→ Text block:
■ ■ ■ ■ ■ ■ ■
In My Kitchen, May 2019.

April was busier than usual with children on school holidays, beach days, Easter, followed by Anzac Day. I’m rather pleased that May has come around and I can get back to my home kitchen full-time, with some mellow Autumn cooking, interspersed with trips to the library. Anzac day, April 25th, demanded a few biscuits to mark the occasion. It’s a baking tradition in my kitchen as it was in my mother’s until recently. My Anzac biscuits are flat and crispy, the way I like them. I pop them in an old Anzac tin in the hope that they might last a few days. They never do. The Department of Veteran affairs has firm rules about Anzac biscuits. You risk a large fine if you attempt to call them cookies or play with the original recipe, or misappropriate the name in a commercial business. While not patriotic at all, I still believe in the uniquely Australian/New Zealand aspects of this day. Anzac biscuits are so popular with my extended family, I should bake them more often. For flatter, brown and crispy Anzacs, slightly reduce the percentage flour and add more brown sugar.

I like my Anzacs flat and crispy.

I whipped up these yeasted buns for Easter this year: unfortunately there was little time to concentrate on feeding a leaven for a sourdough version. This lot had extra fruit and were glazed with quince jelly. Unlike the supermarket versions which can still taste fresh after a week, ( or maybe even a month), these buns are preservative free so they don’t keep for more than a day or two. The left over buns landed in a rich bread and butter pudding.
■ ■ ■ ■ ■ ■ ■
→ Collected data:
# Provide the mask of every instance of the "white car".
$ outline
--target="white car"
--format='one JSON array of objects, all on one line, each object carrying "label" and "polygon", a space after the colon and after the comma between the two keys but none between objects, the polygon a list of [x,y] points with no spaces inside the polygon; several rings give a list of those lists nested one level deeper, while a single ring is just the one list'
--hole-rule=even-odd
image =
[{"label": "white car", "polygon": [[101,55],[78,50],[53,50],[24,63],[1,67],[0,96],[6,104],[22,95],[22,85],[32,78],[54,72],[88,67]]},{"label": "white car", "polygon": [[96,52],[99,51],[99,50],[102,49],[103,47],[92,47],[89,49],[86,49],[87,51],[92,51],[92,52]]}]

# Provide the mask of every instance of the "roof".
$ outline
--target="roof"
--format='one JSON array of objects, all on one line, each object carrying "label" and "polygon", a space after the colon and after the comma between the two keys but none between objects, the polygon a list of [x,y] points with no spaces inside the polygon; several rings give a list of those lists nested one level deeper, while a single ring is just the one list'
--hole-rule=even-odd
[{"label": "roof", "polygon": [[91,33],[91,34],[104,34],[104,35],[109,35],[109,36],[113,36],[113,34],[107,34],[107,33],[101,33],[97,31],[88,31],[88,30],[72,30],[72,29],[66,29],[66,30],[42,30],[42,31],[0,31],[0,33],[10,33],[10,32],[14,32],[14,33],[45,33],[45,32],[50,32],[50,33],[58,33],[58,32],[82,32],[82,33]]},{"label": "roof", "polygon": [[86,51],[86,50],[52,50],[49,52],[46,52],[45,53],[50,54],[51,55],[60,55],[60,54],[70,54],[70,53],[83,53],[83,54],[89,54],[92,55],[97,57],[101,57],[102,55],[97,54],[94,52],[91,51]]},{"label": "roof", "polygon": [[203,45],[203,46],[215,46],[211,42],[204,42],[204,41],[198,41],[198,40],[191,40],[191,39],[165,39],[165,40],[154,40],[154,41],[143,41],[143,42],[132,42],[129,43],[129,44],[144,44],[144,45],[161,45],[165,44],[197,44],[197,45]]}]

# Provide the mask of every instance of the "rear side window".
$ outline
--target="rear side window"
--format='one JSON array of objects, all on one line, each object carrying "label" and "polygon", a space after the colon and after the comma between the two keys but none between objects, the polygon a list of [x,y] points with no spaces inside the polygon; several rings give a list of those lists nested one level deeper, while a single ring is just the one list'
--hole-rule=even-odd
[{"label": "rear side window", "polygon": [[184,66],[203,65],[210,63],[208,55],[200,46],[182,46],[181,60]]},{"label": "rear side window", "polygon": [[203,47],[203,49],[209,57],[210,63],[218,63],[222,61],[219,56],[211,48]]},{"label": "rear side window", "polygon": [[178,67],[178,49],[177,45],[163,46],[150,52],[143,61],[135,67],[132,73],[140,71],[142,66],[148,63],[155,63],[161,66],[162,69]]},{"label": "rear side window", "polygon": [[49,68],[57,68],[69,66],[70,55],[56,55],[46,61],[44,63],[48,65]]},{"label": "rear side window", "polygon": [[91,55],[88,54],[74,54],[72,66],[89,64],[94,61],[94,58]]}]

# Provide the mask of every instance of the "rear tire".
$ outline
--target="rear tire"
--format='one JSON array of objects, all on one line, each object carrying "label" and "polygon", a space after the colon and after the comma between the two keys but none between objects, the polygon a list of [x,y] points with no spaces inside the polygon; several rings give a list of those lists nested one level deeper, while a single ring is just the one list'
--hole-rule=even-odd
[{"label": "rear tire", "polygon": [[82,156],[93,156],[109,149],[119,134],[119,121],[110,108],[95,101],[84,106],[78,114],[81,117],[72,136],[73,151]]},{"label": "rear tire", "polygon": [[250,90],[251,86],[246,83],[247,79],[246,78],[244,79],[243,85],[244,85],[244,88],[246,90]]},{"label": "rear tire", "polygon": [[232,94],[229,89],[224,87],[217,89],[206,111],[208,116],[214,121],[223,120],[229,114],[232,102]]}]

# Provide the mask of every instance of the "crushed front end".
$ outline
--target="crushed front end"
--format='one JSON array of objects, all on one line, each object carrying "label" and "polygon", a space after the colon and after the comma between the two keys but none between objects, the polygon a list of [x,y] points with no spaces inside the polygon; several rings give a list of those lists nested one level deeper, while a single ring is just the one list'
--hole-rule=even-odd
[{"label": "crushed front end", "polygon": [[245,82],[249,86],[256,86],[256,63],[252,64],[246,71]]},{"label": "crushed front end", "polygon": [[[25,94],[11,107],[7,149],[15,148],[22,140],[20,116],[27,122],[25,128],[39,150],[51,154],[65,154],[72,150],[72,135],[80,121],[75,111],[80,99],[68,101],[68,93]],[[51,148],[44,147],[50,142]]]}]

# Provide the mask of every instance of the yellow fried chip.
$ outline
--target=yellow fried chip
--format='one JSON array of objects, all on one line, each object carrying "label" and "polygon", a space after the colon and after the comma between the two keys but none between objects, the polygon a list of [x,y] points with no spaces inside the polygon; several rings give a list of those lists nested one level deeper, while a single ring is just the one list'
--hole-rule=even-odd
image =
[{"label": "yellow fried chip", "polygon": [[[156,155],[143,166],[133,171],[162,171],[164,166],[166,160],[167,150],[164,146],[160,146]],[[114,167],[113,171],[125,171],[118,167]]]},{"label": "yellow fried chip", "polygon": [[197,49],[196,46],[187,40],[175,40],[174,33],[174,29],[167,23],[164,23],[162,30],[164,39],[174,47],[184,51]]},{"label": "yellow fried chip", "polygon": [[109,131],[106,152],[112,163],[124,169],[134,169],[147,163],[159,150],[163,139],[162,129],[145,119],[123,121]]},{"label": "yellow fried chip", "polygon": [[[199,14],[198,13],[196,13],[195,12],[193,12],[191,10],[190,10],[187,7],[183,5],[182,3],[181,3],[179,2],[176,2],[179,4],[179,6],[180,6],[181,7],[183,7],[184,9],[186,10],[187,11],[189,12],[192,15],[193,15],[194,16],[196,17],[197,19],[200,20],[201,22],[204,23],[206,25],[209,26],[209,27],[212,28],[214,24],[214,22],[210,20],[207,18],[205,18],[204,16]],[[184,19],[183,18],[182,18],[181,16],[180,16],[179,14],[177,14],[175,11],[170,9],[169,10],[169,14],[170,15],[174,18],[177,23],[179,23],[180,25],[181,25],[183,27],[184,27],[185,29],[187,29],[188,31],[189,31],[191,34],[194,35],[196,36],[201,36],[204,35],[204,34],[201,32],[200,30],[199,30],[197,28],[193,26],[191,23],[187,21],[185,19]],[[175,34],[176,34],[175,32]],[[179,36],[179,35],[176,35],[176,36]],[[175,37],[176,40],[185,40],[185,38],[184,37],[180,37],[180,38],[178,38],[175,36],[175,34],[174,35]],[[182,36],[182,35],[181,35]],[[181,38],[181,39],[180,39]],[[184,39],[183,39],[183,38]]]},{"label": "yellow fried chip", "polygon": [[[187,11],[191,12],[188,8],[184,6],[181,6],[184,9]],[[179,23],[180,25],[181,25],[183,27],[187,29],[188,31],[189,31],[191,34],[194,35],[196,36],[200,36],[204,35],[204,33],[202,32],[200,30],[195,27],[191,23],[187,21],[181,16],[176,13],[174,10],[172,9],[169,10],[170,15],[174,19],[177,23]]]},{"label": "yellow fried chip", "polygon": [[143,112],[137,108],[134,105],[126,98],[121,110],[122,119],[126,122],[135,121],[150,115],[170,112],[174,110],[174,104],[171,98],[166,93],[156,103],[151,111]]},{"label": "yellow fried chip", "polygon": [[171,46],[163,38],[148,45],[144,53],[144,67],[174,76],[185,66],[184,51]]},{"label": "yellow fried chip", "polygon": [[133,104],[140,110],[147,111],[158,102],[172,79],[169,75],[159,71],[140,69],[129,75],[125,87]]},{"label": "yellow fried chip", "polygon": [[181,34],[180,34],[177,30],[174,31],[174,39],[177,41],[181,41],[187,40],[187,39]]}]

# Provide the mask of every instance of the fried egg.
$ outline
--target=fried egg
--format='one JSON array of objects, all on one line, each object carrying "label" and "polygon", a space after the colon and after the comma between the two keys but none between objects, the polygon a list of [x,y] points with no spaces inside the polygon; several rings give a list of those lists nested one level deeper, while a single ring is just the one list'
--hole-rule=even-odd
■ ■ ■ ■ ■ ■ ■
→ Set exercise A:
Decide whether each statement agrees with the In My Kitchen post, answering yes or no and quoting the words from the post that settle it: (i) The Anzac biscuits in the old tin usually last a few days. (ii) The Department of Veteran affairs has rules about Anzac biscuits. (iii) The Easter buns were glazed with apricot jam.
→ Set exercise B:
Answer these questions from the In My Kitchen post:
(i) On what date does Anzac Day fall?
(ii) Why were the Easter buns not made as a sourdough version?
(iii) What became of the leftover buns?
→ Set exercise C:
Carry the In My Kitchen post on from its last sentence.

→ Task result A:
(i) No: "They never do."
(ii) Yes: "The Department of Veteran affairs has firm rules about Anzac biscuits."
(iii) No: "This lot had extra fruit and were glazed with quince jelly."

→ Task result B:
(i) April 25th.
(ii) There was little time to concentrate on feeding a leaven.
(iii) They went into a rich bread and butter pudding.

→ Task result C:
Yeasted hot cross buns

One vegetable that grows very happily in this awful drought is chilli. They ripen in autumn and will continue to enjoy life in the garden until the first frost arrives. I use a few fresh, but the bulk of the crop is dried and ground into flakes for the year ahead. I also make chilli oil. Small batches are better as the oil can go rancid. This small jar will last a month or so. A nice drizzle for a pizza or crab pasta.

It’s garlic planting time. When you see sprouting garlic around the markets, you know the time is right. I usually plant 300 each year. This basket of 100 is a mixture of my own garlic and some Australian grown garlic from the market. Three separate plantings over May will ensure a staggered pick.

The chooks are pumping again, and suddenly I have far too many eggs. I have sent Mr Tranquillo the recipe, again, for Crème Brûlée, purchased some second-hand shallow terracotta ramekins, and I have also given him a blow torch for caramelising the tops. It’s his favourite dessert so I’m hoping it becomes his signature dish. I really do like it too.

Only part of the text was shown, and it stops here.